* [Passage provided]
_ _ _ _ _ _ _
With an increase in Admirals Club membership fees and premium credit card annual fee American Airlines is investing more in the food in its lounges. The offerings still significantly lag what you’ll find in a Delta Air Lines Sky Club, but they’re better than they used to be and previous offerings were themselves an improvement over the food you used to find in Admirals Clubs.
Overall I’m torn what to think about the improvements, because they are improvements yet American hasn’t gone far enough.
- A new Admirals Club membership now costs $850 (discounts up to $100 based on status), and $50 less for renewals.
- In contrast, Delta charges $695 (without guests) for a membership, and their premium co-brand is less expensive too.
While American will let you bring more people into a lounge than Delta does, and recently-announced changes starting in 2025 (which we may see rolled back) limit frequency of access, Delta’s access has been historically more expensive justified by providing guests more while American was cheaper but provided less. They’re no longer cheaper.
But they’re trying to make it look like they’re offering a lot more than they really are! I have to chuckle at the menu in the National Airport E Concourse lounge, which if it wasn’t placed right beside the food would make you think that the offerings were actually quite extensive.
The ‘menu’ includes details of the snack tower of sadness (“assorted snack mix”) and separately lists crackers and pita chips as standalone items. “Grab and go” is… packaged fig bars and a bag of chips. In fact the chips get listed twice on the menu, once as a food item and once as a… local purveyor?
_ _ _ _ _ _ _
* [Data listing]
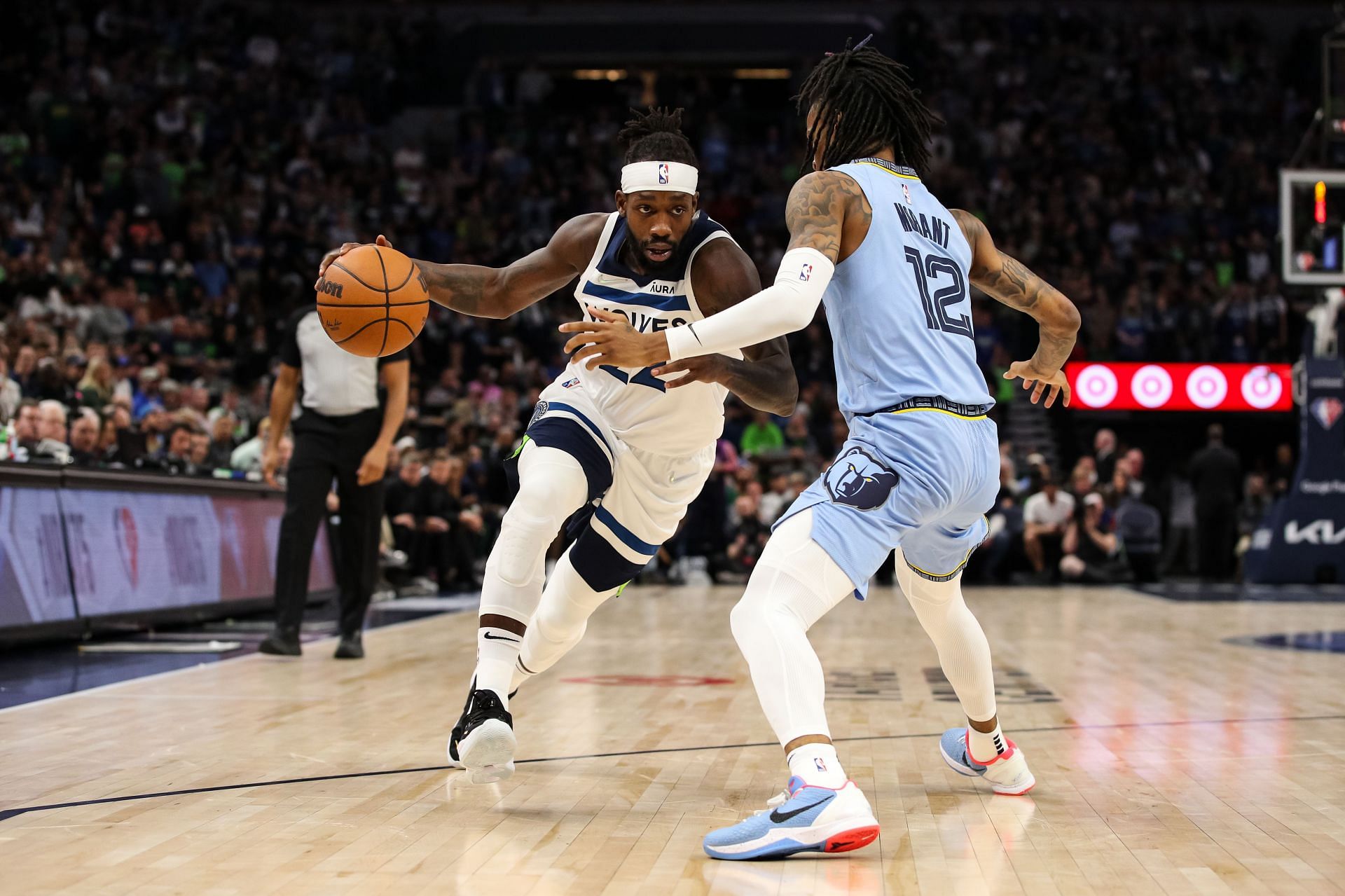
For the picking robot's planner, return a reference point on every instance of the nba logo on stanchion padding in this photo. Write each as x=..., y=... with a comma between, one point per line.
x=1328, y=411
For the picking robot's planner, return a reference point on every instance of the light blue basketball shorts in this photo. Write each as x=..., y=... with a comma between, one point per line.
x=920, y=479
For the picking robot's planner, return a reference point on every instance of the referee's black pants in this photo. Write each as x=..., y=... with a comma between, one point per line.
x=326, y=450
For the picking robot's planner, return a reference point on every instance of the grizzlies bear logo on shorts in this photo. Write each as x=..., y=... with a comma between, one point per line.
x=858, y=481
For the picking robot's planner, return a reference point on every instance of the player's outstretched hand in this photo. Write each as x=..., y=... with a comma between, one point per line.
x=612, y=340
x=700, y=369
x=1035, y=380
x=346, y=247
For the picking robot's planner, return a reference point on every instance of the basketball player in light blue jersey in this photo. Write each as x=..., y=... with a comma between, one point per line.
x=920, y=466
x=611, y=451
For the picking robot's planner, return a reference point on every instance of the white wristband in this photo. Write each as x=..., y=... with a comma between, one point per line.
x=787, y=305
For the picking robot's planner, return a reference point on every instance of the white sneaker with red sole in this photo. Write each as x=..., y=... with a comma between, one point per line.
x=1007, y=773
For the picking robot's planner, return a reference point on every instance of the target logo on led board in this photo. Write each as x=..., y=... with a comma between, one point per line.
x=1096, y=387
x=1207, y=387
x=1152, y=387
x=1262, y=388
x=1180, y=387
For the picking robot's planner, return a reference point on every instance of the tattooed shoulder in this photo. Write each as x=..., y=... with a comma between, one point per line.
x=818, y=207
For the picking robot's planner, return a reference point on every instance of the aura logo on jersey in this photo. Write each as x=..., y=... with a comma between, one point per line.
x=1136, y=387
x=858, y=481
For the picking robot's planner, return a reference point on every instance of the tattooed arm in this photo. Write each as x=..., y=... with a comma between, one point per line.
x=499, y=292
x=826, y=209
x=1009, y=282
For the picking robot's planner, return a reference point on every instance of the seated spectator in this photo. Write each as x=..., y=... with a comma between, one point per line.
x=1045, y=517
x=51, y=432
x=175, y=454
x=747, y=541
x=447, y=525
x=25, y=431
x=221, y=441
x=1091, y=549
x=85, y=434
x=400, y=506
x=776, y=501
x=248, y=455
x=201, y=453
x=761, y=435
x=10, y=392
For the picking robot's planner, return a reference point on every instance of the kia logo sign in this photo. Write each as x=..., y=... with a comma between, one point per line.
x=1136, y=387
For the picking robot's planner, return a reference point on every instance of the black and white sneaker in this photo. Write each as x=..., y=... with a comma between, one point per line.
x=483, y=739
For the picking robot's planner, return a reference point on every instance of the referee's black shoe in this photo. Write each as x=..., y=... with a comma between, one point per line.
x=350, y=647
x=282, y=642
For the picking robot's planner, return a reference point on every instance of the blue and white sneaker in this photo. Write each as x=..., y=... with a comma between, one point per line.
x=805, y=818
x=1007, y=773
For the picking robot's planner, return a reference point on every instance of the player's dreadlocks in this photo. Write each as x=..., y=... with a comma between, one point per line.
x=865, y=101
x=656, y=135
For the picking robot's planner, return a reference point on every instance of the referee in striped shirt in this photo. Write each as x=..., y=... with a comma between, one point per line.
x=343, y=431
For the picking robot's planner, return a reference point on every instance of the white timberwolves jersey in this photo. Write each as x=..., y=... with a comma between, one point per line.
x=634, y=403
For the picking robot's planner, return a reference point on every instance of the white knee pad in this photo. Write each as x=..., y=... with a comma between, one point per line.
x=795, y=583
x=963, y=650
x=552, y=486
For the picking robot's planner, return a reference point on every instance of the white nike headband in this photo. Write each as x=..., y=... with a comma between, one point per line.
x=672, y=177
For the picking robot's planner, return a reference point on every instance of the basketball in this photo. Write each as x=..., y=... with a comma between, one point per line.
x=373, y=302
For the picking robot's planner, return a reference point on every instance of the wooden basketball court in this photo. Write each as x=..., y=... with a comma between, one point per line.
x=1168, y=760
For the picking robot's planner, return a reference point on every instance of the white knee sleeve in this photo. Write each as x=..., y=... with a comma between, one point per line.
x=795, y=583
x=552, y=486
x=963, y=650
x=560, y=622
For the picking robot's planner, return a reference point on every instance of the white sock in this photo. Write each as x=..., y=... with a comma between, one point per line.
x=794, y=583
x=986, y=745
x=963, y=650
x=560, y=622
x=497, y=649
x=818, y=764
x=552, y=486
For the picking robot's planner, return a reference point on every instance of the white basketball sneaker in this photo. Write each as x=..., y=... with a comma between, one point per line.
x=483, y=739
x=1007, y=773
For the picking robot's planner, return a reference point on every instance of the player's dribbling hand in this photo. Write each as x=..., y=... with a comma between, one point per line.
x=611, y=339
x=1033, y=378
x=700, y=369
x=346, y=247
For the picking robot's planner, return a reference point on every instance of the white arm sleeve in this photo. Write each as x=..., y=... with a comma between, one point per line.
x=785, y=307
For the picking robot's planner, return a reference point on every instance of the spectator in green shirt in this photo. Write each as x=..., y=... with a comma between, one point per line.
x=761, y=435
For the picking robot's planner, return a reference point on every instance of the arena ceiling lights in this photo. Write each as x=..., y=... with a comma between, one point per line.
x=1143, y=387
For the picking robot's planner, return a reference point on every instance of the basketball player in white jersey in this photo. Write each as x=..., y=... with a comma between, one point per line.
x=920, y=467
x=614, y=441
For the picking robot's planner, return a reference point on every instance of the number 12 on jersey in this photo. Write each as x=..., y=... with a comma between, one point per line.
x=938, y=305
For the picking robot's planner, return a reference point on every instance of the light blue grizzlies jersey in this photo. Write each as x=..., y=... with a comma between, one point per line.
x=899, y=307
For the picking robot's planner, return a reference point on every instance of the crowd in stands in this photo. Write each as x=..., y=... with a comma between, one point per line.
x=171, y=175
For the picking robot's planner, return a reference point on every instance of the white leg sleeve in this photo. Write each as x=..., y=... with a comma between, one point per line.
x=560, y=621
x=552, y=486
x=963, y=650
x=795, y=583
_ _ _ _ _ _ _
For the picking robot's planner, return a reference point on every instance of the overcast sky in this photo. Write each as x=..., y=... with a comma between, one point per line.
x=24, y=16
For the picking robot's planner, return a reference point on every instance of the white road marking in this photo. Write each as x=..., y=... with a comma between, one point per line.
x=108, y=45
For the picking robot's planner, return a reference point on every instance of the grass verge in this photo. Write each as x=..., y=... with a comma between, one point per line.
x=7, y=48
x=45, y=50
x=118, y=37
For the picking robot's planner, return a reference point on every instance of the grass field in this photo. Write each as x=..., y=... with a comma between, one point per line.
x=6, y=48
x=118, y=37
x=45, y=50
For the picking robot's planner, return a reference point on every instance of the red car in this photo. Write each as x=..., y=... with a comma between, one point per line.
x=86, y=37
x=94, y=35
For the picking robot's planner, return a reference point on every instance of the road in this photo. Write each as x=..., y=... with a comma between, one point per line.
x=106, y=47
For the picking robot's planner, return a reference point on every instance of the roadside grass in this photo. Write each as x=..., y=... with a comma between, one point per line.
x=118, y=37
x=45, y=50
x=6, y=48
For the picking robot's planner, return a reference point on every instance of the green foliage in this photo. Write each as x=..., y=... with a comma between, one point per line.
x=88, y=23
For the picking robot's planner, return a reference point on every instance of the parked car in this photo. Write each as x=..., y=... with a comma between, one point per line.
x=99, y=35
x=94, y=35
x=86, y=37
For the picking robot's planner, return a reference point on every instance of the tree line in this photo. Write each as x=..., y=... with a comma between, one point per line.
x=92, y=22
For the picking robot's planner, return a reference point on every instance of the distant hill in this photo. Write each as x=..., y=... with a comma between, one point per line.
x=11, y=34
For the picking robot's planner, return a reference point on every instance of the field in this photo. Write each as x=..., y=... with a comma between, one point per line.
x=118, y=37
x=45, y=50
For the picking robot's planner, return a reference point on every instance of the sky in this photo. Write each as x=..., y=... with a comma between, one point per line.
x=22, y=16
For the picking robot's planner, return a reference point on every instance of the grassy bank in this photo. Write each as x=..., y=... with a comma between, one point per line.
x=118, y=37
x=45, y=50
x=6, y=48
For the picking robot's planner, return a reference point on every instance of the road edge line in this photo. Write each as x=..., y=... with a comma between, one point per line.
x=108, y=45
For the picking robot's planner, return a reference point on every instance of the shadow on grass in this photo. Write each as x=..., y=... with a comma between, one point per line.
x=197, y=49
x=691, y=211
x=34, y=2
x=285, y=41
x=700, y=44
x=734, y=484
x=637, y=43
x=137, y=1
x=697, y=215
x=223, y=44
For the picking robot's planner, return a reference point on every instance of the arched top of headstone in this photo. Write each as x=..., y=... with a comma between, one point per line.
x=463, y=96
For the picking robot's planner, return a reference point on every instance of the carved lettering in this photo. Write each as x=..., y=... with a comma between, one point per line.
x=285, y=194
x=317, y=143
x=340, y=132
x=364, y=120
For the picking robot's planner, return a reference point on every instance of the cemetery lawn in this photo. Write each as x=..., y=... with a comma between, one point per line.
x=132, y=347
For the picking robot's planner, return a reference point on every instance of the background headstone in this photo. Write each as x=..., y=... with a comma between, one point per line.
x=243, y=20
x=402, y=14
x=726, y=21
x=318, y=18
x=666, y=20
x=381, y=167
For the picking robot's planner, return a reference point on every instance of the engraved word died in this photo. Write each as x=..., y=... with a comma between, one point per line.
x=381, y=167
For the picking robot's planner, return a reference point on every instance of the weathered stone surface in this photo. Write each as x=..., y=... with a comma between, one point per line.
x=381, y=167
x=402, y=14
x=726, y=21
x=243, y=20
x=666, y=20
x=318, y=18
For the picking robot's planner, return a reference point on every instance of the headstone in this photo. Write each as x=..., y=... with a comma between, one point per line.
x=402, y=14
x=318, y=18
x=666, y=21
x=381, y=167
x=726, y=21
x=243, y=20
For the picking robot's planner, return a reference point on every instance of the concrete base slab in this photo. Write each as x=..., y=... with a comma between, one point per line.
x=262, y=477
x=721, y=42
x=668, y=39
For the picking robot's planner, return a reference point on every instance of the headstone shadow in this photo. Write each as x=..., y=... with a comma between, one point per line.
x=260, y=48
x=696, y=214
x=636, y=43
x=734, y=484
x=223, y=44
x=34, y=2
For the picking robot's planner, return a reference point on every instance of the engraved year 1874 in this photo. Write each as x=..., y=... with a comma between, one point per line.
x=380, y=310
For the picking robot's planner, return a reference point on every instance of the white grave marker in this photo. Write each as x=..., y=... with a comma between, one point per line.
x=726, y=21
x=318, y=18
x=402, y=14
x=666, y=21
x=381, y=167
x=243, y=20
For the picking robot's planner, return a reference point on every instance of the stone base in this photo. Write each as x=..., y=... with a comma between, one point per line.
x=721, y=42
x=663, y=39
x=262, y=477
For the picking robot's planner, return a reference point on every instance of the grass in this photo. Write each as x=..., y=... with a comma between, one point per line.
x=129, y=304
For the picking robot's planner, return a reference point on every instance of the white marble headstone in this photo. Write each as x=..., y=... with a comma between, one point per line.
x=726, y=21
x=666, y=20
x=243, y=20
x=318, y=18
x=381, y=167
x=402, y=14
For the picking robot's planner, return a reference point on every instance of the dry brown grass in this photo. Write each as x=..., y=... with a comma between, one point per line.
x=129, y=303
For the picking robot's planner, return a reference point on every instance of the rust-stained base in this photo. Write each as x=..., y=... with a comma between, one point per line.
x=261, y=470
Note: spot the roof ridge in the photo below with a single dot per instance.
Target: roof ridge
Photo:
_ _ _ _ _ _ _
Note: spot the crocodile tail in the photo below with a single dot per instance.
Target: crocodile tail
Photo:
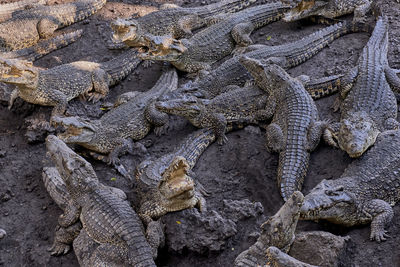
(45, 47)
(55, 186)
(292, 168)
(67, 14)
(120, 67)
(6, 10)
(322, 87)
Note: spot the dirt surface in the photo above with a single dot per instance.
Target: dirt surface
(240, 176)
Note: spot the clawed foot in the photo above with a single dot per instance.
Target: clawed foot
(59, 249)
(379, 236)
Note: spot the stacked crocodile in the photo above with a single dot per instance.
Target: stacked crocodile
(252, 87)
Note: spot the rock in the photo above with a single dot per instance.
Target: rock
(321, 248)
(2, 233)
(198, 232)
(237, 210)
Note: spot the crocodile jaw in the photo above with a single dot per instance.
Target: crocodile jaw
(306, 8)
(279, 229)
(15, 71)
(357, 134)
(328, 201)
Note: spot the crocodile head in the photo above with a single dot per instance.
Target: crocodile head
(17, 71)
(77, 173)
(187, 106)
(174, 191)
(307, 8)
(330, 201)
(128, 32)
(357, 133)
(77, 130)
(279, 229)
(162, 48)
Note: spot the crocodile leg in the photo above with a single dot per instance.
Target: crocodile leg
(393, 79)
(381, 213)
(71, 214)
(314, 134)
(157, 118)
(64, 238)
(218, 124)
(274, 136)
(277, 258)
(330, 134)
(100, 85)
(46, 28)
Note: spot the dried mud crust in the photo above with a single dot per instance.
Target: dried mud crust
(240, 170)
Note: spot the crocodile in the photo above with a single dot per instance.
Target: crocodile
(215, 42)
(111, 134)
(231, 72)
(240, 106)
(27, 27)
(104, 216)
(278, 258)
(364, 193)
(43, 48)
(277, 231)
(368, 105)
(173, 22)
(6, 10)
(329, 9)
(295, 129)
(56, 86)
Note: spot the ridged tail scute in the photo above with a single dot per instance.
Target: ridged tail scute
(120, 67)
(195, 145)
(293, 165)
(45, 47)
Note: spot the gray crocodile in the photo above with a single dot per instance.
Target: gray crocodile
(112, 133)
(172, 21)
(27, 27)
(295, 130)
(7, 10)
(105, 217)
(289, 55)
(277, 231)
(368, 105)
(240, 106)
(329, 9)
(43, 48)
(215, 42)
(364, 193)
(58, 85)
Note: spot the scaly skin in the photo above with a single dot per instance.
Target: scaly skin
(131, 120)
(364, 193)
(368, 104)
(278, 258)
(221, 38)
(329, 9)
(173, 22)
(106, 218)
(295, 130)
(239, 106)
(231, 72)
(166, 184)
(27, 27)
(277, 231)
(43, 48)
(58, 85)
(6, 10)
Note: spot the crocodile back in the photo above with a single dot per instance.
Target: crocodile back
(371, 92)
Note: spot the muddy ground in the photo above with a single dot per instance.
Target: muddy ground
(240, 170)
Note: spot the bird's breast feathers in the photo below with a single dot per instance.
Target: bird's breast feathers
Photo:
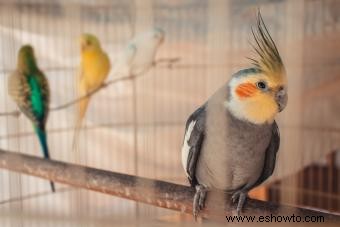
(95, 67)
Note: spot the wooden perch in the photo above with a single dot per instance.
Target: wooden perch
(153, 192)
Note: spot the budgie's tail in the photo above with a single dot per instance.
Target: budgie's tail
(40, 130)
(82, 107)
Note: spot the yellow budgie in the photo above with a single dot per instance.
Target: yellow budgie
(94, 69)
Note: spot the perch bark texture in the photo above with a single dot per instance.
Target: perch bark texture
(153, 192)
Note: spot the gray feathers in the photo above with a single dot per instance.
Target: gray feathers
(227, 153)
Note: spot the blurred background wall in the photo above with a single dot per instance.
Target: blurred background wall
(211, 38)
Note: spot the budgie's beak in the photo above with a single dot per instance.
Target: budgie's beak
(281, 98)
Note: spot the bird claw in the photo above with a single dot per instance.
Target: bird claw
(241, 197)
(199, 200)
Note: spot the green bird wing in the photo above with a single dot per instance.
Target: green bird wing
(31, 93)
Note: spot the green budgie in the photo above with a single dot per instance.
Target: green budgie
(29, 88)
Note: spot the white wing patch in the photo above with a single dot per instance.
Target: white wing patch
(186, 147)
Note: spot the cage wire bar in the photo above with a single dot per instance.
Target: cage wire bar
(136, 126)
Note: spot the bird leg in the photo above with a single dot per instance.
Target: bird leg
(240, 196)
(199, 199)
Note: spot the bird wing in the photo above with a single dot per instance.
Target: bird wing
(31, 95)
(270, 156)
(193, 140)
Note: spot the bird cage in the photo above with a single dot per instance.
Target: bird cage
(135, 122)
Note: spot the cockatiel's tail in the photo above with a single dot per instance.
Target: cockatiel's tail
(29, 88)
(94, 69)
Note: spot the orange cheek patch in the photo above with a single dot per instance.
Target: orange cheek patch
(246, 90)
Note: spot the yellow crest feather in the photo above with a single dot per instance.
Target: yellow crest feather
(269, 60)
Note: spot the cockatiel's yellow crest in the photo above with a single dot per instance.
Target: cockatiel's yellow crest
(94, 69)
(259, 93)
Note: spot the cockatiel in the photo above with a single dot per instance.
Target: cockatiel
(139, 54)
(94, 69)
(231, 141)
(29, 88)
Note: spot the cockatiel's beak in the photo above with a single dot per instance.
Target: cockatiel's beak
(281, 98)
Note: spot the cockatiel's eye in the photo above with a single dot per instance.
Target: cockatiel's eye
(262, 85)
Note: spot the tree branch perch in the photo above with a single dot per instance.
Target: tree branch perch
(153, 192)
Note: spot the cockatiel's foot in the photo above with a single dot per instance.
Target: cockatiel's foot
_ _ _ _ _ _ _
* [Tasks for this exercise]
1. Say whether each statement below agrees with the text about Admirals Club food, giving yes or no and quoting the words of the text that decide it: (a) a new Admirals Club membership costs $850; (b) Delta charges more than American for a lounge membership; (c) the menu lists the chips only once.
2. Repeat the portion of the text about Admirals Club food word for word, starting at "But they’re trying" and ending at "a… local purveyor?".

* [Solutions to the tasks]
1.
(a) Yes: "A new Admirals Club membership now costs $850"
(b) No: "Delta charges $695 (without guests) for a membership"
(c) No: "the chips get listed twice on the menu"

2.
But they’re trying to make it look like they’re offering a lot more than they really are! I have to chuckle at the menu in the National Airport E Concourse lounge, which if it wasn’t placed right beside the food would make you think that the offerings were actually quite extensive.
The ‘menu’ includes details of the snack tower of sadness (“assorted snack mix”) and separately lists crackers and pita chips as standalone items. “Grab and go” is… packaged fig bars and a bag of chips. In fact the chips get listed twice on the menu, once as a food item and once as a… local purveyor?